[Tinyos-host-mote-wg] Re: [Tinyos-2.0wg] Interrupt interface

David Gay dgay42 at gmail.com
Thu Oct 20 14:36:39 PDT 2005


On 10/20/05, Phil Buonadonna <pbuonadonna at archedrock.com> wrote:
>
> The 'enable' function of the interrupt interface
> (tos/interfaces/Interrup.nc) takes as an argument a flag to determine wether
> it should fire on a rising or falling edge.  This implies that the interrupt
> is based on a digital signal transition (i.e. a GPIO pin) rather than a
> generic peripheral interrupt in which there is no notion of 'edge
> transition' but rather just an event.
>
> The docs of the interface say that it is microcontroller independent, but it
> really isn't in this case. It is specific to 1) Digital (GPIO) signals and
> 2) interrupt controllers that can fire on only one type of transition:
> rising OR falling BUT NOT both. (As I understand it, this is because the
> ATmega128 is limited to this case)
>
> Proposals:
> 1) Move interrupt to a new interface called GPIOInterrupt and create a new
> Interrupt.nc in which there is only an enable feature.
> -or- 2) Keep the present interface, but document 'enable()' where the
> argument is optional (seems kludgy)
>
> As for the double edge trigger issue, one option is to simply not accomodate
> this function in TOS 2.0.  That is, in TOS 2.0 you can define a GPIO trigger
> on a rising edge XOR falling edge. Which is fine, if that's the consensus.

There's more options than rising, falling, or both. The two obvious
missing ones are high and low-level - for instance, the atmega128 does
rising, falling and low, and on some pins only, both falling and
rising... (fun, no?)

▸ **Short problem A**: Count the lines in the rows that contain the string "parts", and give only the number.
The rows below come from a separate source and are unrelated to the mailing-list message above.

▸ **Supplied records**:
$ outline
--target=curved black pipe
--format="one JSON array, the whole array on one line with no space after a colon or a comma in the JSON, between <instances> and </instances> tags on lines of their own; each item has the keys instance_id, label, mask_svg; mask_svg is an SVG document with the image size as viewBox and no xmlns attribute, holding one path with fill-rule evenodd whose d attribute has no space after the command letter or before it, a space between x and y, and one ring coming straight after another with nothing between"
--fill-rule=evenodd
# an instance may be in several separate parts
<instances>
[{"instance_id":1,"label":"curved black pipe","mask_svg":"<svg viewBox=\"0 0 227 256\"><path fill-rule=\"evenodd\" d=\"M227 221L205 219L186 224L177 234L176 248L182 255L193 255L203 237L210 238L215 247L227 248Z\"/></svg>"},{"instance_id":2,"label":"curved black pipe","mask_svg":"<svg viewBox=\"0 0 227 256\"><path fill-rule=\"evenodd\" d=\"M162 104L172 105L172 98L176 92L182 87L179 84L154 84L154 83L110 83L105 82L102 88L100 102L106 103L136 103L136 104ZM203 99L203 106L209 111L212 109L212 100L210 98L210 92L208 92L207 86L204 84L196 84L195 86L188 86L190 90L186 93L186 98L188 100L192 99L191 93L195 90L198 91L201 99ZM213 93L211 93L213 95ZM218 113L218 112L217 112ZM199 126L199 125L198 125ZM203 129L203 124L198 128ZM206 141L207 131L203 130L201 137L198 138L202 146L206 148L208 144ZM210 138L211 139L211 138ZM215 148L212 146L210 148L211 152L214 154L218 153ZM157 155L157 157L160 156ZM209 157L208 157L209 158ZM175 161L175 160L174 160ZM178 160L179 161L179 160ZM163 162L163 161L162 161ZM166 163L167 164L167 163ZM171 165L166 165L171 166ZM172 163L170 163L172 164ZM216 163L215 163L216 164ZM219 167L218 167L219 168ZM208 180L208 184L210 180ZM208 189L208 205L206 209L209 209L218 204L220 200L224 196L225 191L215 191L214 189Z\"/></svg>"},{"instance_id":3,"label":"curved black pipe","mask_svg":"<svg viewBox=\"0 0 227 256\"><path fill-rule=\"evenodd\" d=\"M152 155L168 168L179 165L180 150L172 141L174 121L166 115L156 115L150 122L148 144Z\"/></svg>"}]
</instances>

▸ **Short problem B**: List every interrupt trigger condition named in the last paragraph of the mailing-list message.

▸ **Task result A**: 1

▸ **Task result B**:
- rising
- falling
- both
- high level
- low level